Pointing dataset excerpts
■ ■ ■

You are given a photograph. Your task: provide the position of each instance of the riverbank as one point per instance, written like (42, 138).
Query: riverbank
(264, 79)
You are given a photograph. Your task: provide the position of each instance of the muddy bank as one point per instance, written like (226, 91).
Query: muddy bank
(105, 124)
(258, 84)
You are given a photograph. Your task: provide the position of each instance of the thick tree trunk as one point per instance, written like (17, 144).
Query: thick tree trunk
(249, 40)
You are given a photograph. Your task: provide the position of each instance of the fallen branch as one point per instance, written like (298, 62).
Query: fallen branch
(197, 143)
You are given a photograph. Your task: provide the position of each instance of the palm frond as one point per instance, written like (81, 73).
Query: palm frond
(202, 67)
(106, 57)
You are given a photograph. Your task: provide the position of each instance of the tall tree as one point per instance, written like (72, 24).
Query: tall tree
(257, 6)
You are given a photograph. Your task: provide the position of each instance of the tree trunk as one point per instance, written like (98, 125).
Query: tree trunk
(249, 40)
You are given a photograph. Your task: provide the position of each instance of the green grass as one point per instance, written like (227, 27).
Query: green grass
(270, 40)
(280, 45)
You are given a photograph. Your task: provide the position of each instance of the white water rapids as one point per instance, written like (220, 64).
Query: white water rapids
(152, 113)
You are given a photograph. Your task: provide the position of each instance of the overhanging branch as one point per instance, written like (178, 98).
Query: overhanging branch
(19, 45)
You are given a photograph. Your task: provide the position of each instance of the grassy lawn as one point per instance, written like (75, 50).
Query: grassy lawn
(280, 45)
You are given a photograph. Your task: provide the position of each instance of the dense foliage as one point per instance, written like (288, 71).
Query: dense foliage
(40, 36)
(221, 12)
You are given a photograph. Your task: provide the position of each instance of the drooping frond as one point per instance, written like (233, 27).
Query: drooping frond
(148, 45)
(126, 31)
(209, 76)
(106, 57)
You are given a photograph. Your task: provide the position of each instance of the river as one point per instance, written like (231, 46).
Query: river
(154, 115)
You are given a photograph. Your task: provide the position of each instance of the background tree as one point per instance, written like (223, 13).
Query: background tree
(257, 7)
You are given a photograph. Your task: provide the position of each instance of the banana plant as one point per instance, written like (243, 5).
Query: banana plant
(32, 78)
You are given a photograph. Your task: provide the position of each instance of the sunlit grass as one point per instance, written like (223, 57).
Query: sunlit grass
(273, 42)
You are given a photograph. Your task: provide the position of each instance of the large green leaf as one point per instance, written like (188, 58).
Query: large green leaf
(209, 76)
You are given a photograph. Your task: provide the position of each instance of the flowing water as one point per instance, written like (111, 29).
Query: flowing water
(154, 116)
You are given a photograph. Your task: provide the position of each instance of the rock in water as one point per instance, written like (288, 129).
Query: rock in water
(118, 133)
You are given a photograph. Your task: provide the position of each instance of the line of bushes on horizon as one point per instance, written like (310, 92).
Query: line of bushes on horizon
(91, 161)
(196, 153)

■ ■ ■

Your objective: Rewrite all the material with every "instance" changed to "occurrence", leaving everything else as it is.

Full output:
You are given a photograph. Your task: provide the position of each occurrence of the riverbank as one point per occurrence, written like (42, 138).
Query: riverbank
(264, 79)
You are given a photograph. Your task: provide the position of each occurrence of the muddy bank as one point per occurrence, written like (226, 91).
Query: muddy bank
(105, 124)
(258, 84)
You are given a photograph. Your task: provide the position of each occurrence of the thick tree trunk as one point per occurrence, written like (17, 144).
Query: thick tree trunk
(249, 40)
You are given a photograph. Your task: provide the position of each occurrence of the fallen branch as one point per occurrence, written like (298, 62).
Query: fallen branch
(197, 143)
You are given a photograph. Your task: provide the position of each occurrence of the palm frond as one point per occurrence, written like (81, 73).
Query: palm frond
(202, 67)
(106, 57)
You are given a photograph. Your task: provide the position of each occurrence of the tall tree as one point per occurrence, written like (72, 24).
Query: tall tree
(257, 6)
You are given a photograph. Your task: provide the position of each occurrence of the tree trunk as one point per occurrence, written like (98, 125).
Query: tree trunk
(249, 40)
You are given a photograph. Your task: provide the position of each occurrence of the green grass as one point per occurrence, written like (227, 27).
Query: green grass
(270, 40)
(280, 45)
You are given a photograph. Your task: provide the position of each occurrence of the white water rapids as one point per occurrence, written like (220, 64).
Query: white water rapids
(152, 113)
You are given a photograph. Your task: provide the position of each occurrence of the overhanging branch as one point per occurrence, written like (178, 98).
Query: overhanging branch
(19, 45)
You are given a photograph. Your task: provide the position of each occurrence of the grassy lawn as one point per occurrence, written like (75, 50).
Query: grassy lawn
(280, 45)
You are given a photograph. Your task: provide the position of each occurrence of the dense foliage as one point per occurrence, written like (288, 71).
Query: dense foliage
(40, 36)
(221, 12)
You are given a photograph. Your task: provide the position of each occurrence of the drooping frond as one point per occurrence, written like (233, 27).
Query: drooping frond
(148, 45)
(126, 31)
(209, 76)
(106, 57)
You are given a photograph. Your task: provide the position of each occurrence of the river as one point per occurrence, written like (231, 46).
Query: river
(154, 115)
You are given a photograph. Your task: provide the position of each occurrence of the background tree as one point per occurrence, written like (223, 13).
Query: background tree
(257, 7)
You are given a photograph. Your task: provide the position of each occurrence of the banana plant as one point per occurrence, written like (243, 5).
Query: banana plant
(32, 78)
You are given a photograph. Your task: provide the position of each occurrence of the sunlit grass as one point per occurrence, written like (223, 57).
Query: sunlit grass
(273, 42)
You are given a photograph. Your task: provide the position of each occurrence of the large green leaf as one point per occurrence, written like (188, 58).
Query: large green leaf
(209, 76)
You are given a photograph. Your task: provide the position of each occurrence of the flowing water as one point per occurrence, written like (111, 29).
Query: flowing water
(154, 116)
You are given a photograph. Your task: provide the position of each occurrence of the rock in water as one point per occurrence, written like (288, 129).
Query: rock in water
(118, 133)
You are given a photograph. Your task: provide the position of each occurrence of the line of bushes on horizon as one point per occurrence, written like (310, 92).
Query: line of bushes on horizon
(91, 161)
(196, 153)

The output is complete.